* [EXCERPTED TEXT]
--- START ---
In the Western world we take toilets for granted. When we’re done, we pull the lever and never think about what happens next. But in many parts of the world, Western sewage systems simply can’t function. Some places don’t have enough water to flush waste down the toilet multiple times a day. Other places flood so often that constant sewage overflows would render the sanitation systems useless.
The United Nations designated November 19 as the World Toilet Day to raise awareness about this pressing problem that still plagues the world.
Inadequate sanitation remains a global crisis, which claims thousands of human lives every year. According to World Health Organization’s (WHO) 2017 numbers, 2.3 billion people still don’t have adequate sanitation facilities such as toilets or latrines, and 892 million of them resort to the so-called “open defecation,” for which they head out to the woods, fields, or riverbanks. Without proper treatment, fecal matter slowly seeps through the soil into underground streams or gets washed into rivers, where it contaminates drinking water and can cause disease outbreaks. Approximately 1.1 billion people in the world have no access to clean water—with dire outcomes. WHO estimates that about 842,000 residents of low- and middle-income countries still die every year from poor sanitation, while the American Centers for Disease Control and Prevention estimates that worldwide more children die from diarrhea than from AIDS, malaria, and measles combined—a whopping 2,195 a day.
The sanitation crisis is so extreme that in 2011, The Bill and Melinda Gates Foundation issued the Reinvent the Toilet Challenge, asking innovators around the world to reconsider how we flush. Since then, a number of toilet system redesigns have piloted around the world. One such waterless pilot systems was launched in Antananarivo, the capital of Madagascar, by a UK-based startup, Loowatt.
--- END ---
* [PROBLEMS TO SOLVE]
1) Name every disease mentioned in the passage on sanitation.
2) Reproduce the passage on sanitation starting at the words "In the Western" and ending after "plagues the world.", with "lever" swapped for "handle".
3) Answer these questions from the passage on sanitation:
(a) Which date did the United Nations designate as World Toilet Day?
(b) In what year did The Bill and Melinda Gates Foundation issue the Reinvent the Toilet Challenge?
(c) In which city did Loowatt launch its waterless pilot system?

[Stored items from a collection]
--- START ---
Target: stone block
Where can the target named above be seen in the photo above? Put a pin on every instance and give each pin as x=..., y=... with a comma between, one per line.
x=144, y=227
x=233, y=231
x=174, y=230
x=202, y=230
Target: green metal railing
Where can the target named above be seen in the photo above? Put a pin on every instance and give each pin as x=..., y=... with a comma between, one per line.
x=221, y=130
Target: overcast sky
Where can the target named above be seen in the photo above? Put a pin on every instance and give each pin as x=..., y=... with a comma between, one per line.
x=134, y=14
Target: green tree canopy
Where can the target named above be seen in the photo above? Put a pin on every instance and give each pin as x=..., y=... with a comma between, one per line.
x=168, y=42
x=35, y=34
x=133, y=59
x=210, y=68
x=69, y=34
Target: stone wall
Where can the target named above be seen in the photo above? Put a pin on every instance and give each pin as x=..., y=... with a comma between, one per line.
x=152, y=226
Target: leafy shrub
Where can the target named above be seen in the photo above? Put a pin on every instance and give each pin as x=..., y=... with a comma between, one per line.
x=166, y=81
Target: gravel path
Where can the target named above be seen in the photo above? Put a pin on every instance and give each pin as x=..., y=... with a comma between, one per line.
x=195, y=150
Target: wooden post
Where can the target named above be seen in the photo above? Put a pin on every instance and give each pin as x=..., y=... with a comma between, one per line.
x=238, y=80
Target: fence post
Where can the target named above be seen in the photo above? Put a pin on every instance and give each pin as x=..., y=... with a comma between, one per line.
--- END ---
* [WRITTEN RESPONSES]
1) Diarrhea, AIDS, malaria, measles

2)
In the Western world we take toilets for granted. When we’re done, we pull the handle and never think about what happens next. But in many parts of the world, Western sewage systems simply can’t function. Some places don’t have enough water to flush waste down the toilet multiple times a day. Other places flood so often that constant sewage overflows would render the sanitation systems useless.
The United Nations designated November 19 as the World Toilet Day to raise awareness about this pressing problem that still plagues the world.

3)
(a) November 19
(b) 2011
(c) Antananarivo, the capital of Madagascar